— start GIVEN DATA —

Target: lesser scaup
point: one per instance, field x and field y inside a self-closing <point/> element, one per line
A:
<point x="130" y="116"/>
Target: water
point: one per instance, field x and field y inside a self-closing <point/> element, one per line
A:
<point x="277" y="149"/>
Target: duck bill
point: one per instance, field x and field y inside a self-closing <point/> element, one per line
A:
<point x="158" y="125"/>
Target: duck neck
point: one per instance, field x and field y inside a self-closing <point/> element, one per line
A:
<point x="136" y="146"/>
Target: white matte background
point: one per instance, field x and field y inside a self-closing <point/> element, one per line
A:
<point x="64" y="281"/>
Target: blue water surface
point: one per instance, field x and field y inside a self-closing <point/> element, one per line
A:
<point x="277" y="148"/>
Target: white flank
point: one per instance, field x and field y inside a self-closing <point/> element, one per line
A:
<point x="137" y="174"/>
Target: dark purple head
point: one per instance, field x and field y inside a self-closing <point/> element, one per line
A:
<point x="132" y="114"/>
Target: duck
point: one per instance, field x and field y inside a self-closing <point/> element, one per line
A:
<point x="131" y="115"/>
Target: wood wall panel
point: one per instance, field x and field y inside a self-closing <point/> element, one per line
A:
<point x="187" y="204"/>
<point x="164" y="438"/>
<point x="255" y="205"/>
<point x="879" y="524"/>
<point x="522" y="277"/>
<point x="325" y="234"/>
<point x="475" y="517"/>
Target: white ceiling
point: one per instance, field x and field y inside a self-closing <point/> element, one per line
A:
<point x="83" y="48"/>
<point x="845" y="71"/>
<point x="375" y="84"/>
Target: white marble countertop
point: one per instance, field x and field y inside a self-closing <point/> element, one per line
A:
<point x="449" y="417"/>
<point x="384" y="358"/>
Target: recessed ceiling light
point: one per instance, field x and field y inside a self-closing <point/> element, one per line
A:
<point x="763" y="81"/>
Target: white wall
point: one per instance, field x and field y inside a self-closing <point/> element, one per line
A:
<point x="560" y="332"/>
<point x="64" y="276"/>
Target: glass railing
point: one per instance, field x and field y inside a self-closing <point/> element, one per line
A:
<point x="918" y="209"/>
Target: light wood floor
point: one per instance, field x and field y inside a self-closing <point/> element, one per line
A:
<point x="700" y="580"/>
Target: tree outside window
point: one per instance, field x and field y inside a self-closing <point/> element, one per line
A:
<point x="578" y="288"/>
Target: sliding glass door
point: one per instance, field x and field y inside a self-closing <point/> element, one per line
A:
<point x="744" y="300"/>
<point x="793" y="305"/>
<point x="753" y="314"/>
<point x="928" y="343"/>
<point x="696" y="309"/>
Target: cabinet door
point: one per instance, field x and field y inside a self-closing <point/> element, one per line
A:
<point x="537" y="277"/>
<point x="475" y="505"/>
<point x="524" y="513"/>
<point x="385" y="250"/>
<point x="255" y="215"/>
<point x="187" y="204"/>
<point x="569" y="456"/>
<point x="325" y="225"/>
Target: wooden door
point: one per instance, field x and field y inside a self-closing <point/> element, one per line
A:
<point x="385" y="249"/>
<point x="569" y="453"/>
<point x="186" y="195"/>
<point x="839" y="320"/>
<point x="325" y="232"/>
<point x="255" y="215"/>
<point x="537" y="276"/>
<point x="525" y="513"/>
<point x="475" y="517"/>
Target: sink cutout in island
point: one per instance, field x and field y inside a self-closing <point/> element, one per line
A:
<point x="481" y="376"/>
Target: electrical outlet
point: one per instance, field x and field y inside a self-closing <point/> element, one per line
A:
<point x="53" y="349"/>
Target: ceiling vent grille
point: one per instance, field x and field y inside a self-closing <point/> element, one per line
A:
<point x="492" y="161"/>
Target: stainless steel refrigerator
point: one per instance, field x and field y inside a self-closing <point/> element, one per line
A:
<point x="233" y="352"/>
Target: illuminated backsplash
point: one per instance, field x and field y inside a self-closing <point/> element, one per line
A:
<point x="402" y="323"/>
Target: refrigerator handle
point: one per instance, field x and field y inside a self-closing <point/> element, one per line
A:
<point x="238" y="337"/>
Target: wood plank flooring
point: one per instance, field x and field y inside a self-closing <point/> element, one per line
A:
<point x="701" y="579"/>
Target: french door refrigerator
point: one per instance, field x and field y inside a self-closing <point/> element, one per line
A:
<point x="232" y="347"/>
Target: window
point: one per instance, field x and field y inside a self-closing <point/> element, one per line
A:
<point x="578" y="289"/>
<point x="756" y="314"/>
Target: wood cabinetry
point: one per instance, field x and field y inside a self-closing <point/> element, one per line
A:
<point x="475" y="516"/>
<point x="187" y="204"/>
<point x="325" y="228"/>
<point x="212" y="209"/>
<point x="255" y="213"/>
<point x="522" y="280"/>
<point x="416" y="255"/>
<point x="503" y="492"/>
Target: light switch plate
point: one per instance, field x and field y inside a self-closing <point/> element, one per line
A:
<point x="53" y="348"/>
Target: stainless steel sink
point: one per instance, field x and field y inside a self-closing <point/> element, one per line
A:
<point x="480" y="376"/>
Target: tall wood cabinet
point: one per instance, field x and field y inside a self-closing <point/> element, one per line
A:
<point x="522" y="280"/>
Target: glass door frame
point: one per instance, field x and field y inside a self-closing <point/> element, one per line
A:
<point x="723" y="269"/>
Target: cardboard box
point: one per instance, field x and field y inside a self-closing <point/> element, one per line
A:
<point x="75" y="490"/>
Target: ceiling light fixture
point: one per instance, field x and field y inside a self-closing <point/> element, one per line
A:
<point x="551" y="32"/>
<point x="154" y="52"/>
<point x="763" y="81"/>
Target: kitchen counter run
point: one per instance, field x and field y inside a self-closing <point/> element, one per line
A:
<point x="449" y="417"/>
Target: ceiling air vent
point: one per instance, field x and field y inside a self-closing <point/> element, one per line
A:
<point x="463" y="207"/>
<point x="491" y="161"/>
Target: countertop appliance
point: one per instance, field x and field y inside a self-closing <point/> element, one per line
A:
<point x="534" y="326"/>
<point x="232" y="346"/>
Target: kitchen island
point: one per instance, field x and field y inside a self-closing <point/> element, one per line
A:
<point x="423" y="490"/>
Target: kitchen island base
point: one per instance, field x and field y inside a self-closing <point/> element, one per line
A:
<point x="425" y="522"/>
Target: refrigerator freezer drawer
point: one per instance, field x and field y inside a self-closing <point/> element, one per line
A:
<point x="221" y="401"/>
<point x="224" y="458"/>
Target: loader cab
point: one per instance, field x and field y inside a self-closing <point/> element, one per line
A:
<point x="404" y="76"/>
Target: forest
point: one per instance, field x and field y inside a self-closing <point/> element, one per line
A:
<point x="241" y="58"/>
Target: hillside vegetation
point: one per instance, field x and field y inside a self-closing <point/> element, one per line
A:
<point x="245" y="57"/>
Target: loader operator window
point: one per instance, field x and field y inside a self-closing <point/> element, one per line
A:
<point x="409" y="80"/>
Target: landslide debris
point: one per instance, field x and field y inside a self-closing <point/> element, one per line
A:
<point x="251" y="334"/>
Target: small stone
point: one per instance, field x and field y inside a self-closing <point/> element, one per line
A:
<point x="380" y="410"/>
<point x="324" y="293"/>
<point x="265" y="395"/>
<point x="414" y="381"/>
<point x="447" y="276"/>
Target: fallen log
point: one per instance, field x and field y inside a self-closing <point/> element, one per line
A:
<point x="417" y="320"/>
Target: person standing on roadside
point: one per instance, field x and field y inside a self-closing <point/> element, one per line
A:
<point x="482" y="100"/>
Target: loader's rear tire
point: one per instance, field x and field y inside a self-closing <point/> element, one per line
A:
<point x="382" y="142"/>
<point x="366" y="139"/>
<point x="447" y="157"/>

— end GIVEN DATA —

== GIVEN EXERCISE ==
Copy each line of the data exactly, leaving nothing out.

== TASK SOLUTION ==
Target: lesser scaup
point: one per instance, field x and field y inside a self-closing <point/> element, one per line
A:
<point x="130" y="116"/>
Target: water
point: one per instance, field x and field y inside a self-closing <point/> element, one per line
A:
<point x="277" y="149"/>
Target: duck bill
point: one per instance, field x and field y inside a self-closing <point/> element, one per line
A:
<point x="158" y="125"/>
Target: duck neck
point: one per instance, field x and field y inside a self-closing <point/> element, one per line
A:
<point x="136" y="146"/>
Target: white matte background
point: one per instance, field x and field y inside a self-closing <point/> element, one per line
A:
<point x="64" y="281"/>
Target: blue water surface
point: one per instance, field x and field y inside a self-closing <point/> element, one per line
A:
<point x="277" y="148"/>
Target: white flank
point: one per instance, field x and field y inside a self-closing <point/> element, one per line
A:
<point x="137" y="174"/>
Target: dark purple head
point: one per instance, field x and field y inside a self-closing <point/> element, one per line
A:
<point x="132" y="114"/>
Target: duck
point: one per instance, field x and field y inside a self-closing <point/> element, one per line
A:
<point x="131" y="115"/>
Target: wood wall panel
point: one per instance, field x and field y inside a self-closing <point/> element, one per line
A:
<point x="187" y="204"/>
<point x="164" y="438"/>
<point x="255" y="205"/>
<point x="879" y="524"/>
<point x="522" y="277"/>
<point x="325" y="234"/>
<point x="475" y="517"/>
Target: white ceiling
point: one per instance, field x and field y inside a self-closing <point/> element, one per line
A:
<point x="83" y="48"/>
<point x="845" y="71"/>
<point x="375" y="84"/>
Target: white marble countertop
point: one per instance, field x and field y inside a self-closing <point/> element, one per line
A:
<point x="449" y="417"/>
<point x="384" y="358"/>
Target: recessed ceiling light
point: one per instance, field x and field y inside a self-closing <point/> element, one per line
A:
<point x="763" y="81"/>
Target: white wall
point: one per instance, field x and field y inside a self-closing <point/> element, one per line
A:
<point x="560" y="332"/>
<point x="64" y="276"/>
Target: glass railing
point: one per instance, field x and field y inside a self-closing <point/> element, one per line
A:
<point x="918" y="209"/>
Target: light wood floor
point: one per instance, field x and field y inside a self-closing <point/> element, one per line
A:
<point x="700" y="580"/>
Target: tree outside window
point: one per instance, field x and field y inside a self-closing <point/> element, one per line
A:
<point x="578" y="288"/>
Target: sliding glass door
point: one per instance, field x and field y inside a self-closing <point/> element, one per line
A:
<point x="744" y="300"/>
<point x="793" y="305"/>
<point x="753" y="314"/>
<point x="928" y="343"/>
<point x="696" y="309"/>
Target: cabinet door
point: one per instance, field x and field y inside a self-closing <point/> element, one per line
A:
<point x="537" y="277"/>
<point x="475" y="505"/>
<point x="524" y="513"/>
<point x="385" y="250"/>
<point x="255" y="215"/>
<point x="187" y="204"/>
<point x="569" y="456"/>
<point x="325" y="225"/>
Target: wooden door
point: one per instance, field x and field y inside a self-closing <point/> element, one per line
A:
<point x="385" y="249"/>
<point x="569" y="453"/>
<point x="186" y="195"/>
<point x="839" y="320"/>
<point x="325" y="232"/>
<point x="255" y="215"/>
<point x="537" y="276"/>
<point x="525" y="513"/>
<point x="475" y="517"/>
Target: sink cutout in island
point: one per instance, field x and field y inside a self-closing <point/> element, one per line
A:
<point x="481" y="376"/>
Target: electrical outlet
point: one per instance, field x and field y inside a self-closing <point/> element, one per line
A:
<point x="53" y="349"/>
Target: ceiling vent grille
point: one per instance, field x and field y inside a self-closing <point/> element, one per line
A:
<point x="492" y="161"/>
Target: stainless steel refrigerator
point: one per instance, field x and field y inside a self-closing <point/> element, one per line
A:
<point x="233" y="352"/>
Target: illuminated backsplash
point: one per instance, field x and field y inside a self-closing <point/> element, one per line
A:
<point x="402" y="323"/>
Target: refrigerator handle
point: one per instance, field x and field y inside a self-closing <point/> element, one per line
A:
<point x="238" y="337"/>
Target: wood plank flooring
point: one per instance, field x and field y inside a self-closing <point/> element, one per line
A:
<point x="701" y="579"/>
Target: french door refrigerator
point: one per instance, field x and field y inside a self-closing <point/> element, one per line
A:
<point x="232" y="347"/>
Target: window
point: one per instance, field x and field y inside a self-closing <point/> element, one per line
A:
<point x="578" y="289"/>
<point x="756" y="314"/>
Target: wood cabinetry
point: one per instance, field x and field y inside a self-closing <point/> element, one per line
A:
<point x="475" y="516"/>
<point x="187" y="204"/>
<point x="325" y="228"/>
<point x="212" y="209"/>
<point x="255" y="213"/>
<point x="522" y="280"/>
<point x="416" y="255"/>
<point x="503" y="492"/>
Target: light switch plate
point: one per instance, field x and field y inside a self-closing <point/> element, one per line
A:
<point x="53" y="348"/>
Target: stainless steel sink
point: one per instance, field x and field y inside a self-closing <point/> element, one per line
A:
<point x="480" y="376"/>
Target: tall wood cabinet
point: one per instance, field x and field y inside a self-closing <point/> element, one per line
A:
<point x="522" y="280"/>
Target: glass door frame
point: one per instance, field x and field y inside a self-closing <point/> element, one per line
A:
<point x="723" y="269"/>
Target: cardboard box
point: one per instance, field x and field y inside a self-closing <point/> element, one per line
A:
<point x="75" y="490"/>
Target: ceiling light fixture
point: one per instance, field x and field y inside a self-closing <point/> element, one per line
A:
<point x="551" y="32"/>
<point x="154" y="52"/>
<point x="763" y="81"/>
Target: kitchen counter run
point: one per instance, field x and field y inside a self-closing <point/> element, one per line
A:
<point x="449" y="417"/>
Target: ceiling air vent
point: one per instance, field x and field y inside a self-closing <point/> element, one per line
A:
<point x="463" y="207"/>
<point x="491" y="161"/>
Target: countertop appliance
point: one per instance, field x and field y inside a self-closing <point/> element, one per line
A:
<point x="534" y="326"/>
<point x="232" y="346"/>
Target: kitchen island
point: one per instance, field x and field y inside a self-closing <point/> element, one per line
A:
<point x="423" y="490"/>
Target: kitchen island base
point: one per instance, field x and field y inside a self-closing <point/> element, one per line
A:
<point x="425" y="522"/>
Target: refrigerator freezer drawer
point: one per instance, field x and field y inside a self-closing <point/> element, one per line
A:
<point x="221" y="401"/>
<point x="224" y="458"/>
Target: loader cab
point: one per instance, field x and field y inside a self-closing <point/> element, one per line
A:
<point x="404" y="76"/>
Target: forest
point: one per instance, field x and field y inside a self-closing <point/> element, one per line
A:
<point x="241" y="58"/>
Target: hillside vegetation
point: one per instance, field x and field y inside a self-closing <point/> element, one per line
A:
<point x="245" y="57"/>
Target: loader operator window
point: one per instance, field x and field y inside a self-closing <point/> element, one per line
A:
<point x="409" y="80"/>
Target: landslide debris
point: one per instance, field x and field y inside a self-closing <point/> element, one per line
A:
<point x="251" y="334"/>
Target: small stone
point: one per instance, field x and field y inside a self-closing <point/> element, one per line
A:
<point x="380" y="410"/>
<point x="324" y="293"/>
<point x="265" y="395"/>
<point x="414" y="381"/>
<point x="447" y="276"/>
Target: fallen log
point: one per instance, field x and field y inside a self-closing <point/> element, one per line
A:
<point x="417" y="320"/>
Target: person standing on roadside
point: one per instance, field x and field y inside a self-closing <point/> element, one per line
A:
<point x="482" y="100"/>
Target: loader's rear tire
point: one per instance, field x and field y inside a self-closing <point/> element, one per line
A:
<point x="382" y="142"/>
<point x="366" y="139"/>
<point x="447" y="157"/>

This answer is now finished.